Text provided
Over the last couple of months we’ve brought you grim news from the USA. First there was the story of the rapid rise in the mortality rate of middle aged white Americans mainly driven by suicide, drugs and alcohol. Secondly, there was last month’s report on the rise by 24% in the suicide rate of all Americans from 1999 to 2014.

Now, linked to those pieces of news, is this report from the New York Times that the mortality rate for the entire population of the USA grew from 723.2 deaths per 100,000 people in 2014 to 729.5 deaths per 100,000 people last year. While this is not the first such rise ever, it is the first rise in a decade. As the Times notes:

A bad flu season pushed it up in 2005, and AIDS and the flu contributed to a sharp increase in 1993. In 1999, there was a tiny increase.”

So perhaps this will be another once-off event, explicable by some specific reason. However, it is enough of a rise to have federal researchers worried:

It is not clear exactly what has pushed the mortality rate up in 2015 and whether it is solely due to the rise in the middle-aged white American mortality rate. However, some, like Sam Harper, an epidemiologist at McGill University in Montreal, do draw the conclusion that this overall mortality rate rise is probably “heavily influenced by whites”.

As a final coda that perhaps illustrates a graying population: the rate for Alzheimer’s disease continued to rise: from 25.4 in 2014 to 29.2 in 2015.

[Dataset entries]
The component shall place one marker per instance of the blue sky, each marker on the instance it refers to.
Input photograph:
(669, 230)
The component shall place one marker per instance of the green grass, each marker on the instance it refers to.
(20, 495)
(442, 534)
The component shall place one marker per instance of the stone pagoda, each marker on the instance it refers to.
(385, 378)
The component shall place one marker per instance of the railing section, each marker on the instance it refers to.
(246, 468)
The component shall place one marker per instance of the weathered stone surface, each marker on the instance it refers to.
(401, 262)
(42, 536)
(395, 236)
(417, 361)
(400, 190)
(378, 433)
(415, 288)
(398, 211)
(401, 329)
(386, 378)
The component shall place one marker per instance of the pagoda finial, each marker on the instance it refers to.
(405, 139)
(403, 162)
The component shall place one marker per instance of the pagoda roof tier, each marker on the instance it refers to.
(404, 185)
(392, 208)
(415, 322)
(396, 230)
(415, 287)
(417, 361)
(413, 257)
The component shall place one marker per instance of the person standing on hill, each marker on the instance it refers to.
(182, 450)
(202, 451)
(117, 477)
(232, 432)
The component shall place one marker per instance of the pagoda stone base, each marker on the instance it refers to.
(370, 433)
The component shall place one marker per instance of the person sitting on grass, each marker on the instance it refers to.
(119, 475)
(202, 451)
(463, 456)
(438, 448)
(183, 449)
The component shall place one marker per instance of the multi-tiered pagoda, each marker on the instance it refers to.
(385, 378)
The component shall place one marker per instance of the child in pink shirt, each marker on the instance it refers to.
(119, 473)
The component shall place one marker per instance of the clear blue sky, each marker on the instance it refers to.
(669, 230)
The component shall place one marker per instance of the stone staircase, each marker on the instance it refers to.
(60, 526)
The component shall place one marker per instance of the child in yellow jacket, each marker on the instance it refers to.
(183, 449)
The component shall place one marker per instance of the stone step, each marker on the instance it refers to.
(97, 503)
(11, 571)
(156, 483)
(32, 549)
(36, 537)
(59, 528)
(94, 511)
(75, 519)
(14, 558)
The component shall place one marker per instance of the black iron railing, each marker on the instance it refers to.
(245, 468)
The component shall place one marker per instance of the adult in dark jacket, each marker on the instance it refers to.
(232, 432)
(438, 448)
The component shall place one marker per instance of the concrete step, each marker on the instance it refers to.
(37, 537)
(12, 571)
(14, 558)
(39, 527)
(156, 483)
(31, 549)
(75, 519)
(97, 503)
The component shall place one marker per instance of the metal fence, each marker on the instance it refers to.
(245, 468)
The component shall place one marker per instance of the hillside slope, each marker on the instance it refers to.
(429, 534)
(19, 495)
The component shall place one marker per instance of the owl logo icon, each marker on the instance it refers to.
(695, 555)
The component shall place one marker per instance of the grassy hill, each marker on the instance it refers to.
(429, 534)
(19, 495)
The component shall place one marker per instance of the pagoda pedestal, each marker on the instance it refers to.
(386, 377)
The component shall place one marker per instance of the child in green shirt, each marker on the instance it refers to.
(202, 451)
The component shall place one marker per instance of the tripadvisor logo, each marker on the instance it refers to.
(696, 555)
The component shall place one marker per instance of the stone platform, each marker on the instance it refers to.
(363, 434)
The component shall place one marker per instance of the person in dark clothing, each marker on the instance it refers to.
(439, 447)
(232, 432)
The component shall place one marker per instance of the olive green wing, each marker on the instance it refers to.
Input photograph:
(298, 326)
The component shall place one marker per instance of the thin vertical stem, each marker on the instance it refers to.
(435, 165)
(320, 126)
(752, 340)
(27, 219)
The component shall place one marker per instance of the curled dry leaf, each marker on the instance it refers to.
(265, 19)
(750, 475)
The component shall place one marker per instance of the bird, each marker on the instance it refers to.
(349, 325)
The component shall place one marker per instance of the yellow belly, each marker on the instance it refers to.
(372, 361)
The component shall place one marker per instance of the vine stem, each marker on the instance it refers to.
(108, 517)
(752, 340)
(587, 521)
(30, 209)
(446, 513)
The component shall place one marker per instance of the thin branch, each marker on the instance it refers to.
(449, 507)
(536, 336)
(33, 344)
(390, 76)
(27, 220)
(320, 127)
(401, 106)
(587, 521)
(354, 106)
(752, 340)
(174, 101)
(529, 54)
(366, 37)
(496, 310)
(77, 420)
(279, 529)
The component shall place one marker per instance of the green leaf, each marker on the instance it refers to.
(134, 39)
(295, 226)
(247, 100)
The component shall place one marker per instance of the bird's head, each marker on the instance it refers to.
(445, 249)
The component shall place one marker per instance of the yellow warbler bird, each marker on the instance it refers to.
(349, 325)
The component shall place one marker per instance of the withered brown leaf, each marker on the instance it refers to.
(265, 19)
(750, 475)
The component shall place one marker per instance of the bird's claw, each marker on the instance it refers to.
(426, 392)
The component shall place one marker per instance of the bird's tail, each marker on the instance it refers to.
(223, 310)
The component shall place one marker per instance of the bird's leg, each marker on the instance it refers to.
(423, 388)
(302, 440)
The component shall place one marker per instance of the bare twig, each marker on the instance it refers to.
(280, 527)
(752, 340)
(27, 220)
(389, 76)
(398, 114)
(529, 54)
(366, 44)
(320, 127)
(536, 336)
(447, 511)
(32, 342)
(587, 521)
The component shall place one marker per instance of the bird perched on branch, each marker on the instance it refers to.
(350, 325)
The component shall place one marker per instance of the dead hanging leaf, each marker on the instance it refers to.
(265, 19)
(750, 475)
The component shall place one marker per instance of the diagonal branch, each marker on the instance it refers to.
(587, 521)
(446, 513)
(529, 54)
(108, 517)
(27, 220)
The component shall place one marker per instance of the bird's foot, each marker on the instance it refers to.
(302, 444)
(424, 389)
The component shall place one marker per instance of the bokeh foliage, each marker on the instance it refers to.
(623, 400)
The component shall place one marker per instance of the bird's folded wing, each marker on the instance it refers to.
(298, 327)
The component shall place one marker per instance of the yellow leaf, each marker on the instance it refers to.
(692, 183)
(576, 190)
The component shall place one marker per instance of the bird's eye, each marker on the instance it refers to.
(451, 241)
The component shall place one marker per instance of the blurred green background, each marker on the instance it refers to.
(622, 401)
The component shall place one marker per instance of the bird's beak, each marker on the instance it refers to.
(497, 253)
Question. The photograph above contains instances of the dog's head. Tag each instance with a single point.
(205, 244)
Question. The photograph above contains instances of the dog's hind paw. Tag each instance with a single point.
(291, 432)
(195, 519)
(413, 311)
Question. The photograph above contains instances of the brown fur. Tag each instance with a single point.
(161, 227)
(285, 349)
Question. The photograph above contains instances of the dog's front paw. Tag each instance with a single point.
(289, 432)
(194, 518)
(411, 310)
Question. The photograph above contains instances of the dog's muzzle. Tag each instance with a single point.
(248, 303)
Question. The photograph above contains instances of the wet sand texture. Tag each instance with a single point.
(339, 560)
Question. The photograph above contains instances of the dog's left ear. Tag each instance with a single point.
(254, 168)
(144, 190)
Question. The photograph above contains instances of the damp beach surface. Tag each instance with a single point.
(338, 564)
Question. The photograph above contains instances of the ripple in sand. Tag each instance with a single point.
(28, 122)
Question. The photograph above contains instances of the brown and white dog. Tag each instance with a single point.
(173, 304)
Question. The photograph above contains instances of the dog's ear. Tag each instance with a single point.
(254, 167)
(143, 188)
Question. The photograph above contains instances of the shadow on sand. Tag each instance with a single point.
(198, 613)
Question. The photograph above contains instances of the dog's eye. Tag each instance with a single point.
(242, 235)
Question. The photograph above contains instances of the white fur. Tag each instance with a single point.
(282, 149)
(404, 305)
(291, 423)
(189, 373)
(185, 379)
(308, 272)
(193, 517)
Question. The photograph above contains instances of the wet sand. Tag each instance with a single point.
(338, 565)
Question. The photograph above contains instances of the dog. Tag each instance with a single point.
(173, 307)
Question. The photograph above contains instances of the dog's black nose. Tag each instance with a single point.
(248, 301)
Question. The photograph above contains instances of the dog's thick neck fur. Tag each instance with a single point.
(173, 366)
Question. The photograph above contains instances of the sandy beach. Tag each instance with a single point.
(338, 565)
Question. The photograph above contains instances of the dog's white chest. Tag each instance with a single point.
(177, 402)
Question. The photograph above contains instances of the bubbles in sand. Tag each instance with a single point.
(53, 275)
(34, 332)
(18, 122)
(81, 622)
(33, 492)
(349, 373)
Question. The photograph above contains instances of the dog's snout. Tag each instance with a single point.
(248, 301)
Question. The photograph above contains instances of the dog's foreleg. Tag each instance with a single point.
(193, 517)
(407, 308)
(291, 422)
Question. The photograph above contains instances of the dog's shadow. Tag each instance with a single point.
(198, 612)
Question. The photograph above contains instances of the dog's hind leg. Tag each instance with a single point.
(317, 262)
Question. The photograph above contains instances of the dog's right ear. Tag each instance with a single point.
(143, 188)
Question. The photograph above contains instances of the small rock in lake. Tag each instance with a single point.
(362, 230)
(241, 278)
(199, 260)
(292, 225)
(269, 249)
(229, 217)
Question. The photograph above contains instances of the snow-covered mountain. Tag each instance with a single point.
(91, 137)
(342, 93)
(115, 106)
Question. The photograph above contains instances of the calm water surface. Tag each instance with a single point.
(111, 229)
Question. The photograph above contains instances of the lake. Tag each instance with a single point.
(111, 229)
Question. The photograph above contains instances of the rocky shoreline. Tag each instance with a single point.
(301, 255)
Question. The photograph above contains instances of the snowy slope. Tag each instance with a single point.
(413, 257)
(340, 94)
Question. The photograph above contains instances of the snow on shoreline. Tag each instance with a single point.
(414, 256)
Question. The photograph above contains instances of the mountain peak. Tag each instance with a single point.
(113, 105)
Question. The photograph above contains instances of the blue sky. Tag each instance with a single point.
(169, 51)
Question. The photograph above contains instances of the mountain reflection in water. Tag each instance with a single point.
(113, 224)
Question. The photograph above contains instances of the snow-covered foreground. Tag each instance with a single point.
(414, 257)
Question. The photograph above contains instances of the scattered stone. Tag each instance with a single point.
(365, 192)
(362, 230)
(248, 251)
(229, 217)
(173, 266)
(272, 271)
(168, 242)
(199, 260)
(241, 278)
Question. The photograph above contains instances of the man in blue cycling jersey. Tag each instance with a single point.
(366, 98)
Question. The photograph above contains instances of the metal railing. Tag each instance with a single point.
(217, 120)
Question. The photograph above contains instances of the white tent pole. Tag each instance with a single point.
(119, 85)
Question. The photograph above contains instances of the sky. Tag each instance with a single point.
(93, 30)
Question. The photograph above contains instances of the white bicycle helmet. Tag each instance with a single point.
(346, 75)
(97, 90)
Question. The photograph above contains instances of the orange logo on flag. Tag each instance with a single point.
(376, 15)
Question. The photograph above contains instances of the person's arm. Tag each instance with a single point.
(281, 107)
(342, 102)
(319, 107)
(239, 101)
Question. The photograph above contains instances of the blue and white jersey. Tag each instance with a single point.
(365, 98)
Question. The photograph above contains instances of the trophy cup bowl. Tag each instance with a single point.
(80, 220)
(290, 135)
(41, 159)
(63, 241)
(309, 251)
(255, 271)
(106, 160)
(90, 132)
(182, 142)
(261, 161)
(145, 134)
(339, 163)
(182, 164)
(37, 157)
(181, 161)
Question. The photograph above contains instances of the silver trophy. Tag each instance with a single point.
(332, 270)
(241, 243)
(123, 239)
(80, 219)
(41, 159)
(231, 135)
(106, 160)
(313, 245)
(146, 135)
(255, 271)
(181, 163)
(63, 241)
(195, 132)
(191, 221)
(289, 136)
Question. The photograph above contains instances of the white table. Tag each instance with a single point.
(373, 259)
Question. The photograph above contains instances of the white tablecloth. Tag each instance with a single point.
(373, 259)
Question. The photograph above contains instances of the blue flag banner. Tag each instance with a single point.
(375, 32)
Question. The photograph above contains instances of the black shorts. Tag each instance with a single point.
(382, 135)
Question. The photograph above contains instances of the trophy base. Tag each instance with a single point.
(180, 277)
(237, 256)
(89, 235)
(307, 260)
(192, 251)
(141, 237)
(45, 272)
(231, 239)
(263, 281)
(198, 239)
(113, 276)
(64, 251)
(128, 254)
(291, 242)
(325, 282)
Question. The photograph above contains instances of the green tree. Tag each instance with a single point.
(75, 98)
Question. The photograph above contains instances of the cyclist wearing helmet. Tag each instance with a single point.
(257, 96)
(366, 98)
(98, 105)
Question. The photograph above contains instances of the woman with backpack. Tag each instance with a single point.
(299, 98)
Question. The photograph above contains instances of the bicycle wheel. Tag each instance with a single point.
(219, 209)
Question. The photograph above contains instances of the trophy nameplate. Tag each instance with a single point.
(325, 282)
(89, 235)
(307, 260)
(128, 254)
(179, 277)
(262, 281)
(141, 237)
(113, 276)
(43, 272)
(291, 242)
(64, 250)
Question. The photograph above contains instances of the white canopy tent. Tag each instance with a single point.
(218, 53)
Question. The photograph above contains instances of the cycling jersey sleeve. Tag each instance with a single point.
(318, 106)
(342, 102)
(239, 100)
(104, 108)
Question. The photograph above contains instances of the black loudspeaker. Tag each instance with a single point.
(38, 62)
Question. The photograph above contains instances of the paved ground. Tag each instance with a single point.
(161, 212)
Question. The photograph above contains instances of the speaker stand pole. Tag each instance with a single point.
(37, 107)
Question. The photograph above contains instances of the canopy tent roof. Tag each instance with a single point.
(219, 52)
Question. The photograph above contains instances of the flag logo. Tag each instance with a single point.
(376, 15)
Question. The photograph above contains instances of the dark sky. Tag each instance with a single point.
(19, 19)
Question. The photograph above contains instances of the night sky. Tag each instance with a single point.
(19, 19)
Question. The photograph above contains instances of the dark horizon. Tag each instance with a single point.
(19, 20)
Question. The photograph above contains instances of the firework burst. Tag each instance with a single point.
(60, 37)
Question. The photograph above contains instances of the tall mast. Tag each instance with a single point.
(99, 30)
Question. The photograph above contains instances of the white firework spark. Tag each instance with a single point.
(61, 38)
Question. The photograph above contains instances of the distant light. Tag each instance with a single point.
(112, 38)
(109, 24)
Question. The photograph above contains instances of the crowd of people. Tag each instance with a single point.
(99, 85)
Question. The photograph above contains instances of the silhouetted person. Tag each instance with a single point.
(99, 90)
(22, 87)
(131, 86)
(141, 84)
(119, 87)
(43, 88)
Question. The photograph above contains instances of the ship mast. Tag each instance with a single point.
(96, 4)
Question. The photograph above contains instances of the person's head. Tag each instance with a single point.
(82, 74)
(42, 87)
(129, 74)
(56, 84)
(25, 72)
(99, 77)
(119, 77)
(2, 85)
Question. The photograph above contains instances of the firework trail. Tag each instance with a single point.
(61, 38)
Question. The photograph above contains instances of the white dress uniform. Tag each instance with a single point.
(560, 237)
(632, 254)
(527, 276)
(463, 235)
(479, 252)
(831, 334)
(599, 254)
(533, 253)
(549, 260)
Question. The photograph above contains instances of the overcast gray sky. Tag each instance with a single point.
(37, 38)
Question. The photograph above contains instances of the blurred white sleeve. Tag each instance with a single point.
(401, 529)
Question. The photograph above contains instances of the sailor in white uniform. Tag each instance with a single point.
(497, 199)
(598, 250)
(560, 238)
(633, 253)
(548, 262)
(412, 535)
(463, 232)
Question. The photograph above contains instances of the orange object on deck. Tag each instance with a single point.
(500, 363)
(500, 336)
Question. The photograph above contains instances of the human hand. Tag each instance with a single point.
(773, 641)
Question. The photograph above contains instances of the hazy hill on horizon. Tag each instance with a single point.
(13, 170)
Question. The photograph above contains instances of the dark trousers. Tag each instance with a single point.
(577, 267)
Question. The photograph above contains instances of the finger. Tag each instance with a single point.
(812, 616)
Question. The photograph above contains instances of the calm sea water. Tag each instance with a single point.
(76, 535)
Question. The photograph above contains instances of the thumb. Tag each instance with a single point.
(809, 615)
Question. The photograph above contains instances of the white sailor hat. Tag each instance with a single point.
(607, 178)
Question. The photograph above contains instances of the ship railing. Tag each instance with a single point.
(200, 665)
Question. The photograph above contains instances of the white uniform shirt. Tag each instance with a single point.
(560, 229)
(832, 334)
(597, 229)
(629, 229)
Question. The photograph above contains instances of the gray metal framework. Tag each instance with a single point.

Task instructions
1 - According to the mortality article, by what percentage did the suicide rate of all Americans rise from 1999 to 2014?
2 - Repeat the part of the mortality article starting with "So perhaps this" and going on through "29.2 in 2015.".

Responses in order
1 - It rose by 24%.

2 -
So perhaps this will be another once-off event, explicable by some specific reason. However, it is enough of a rise to have federal researchers worried:

It is not clear exactly what has pushed the mortality rate up in 2015 and whether it is solely due to the rise in the middle-aged white American mortality rate. However, some, like Sam Harper, an epidemiologist at McGill University in Montreal, do draw the conclusion that this overall mortality rate rise is probably “heavily influenced by whites”.

As a final coda that perhaps illustrates a graying population: the rate for Alzheimer’s disease continued to rise: from 25.4 in 2014 to 29.2 in 2015.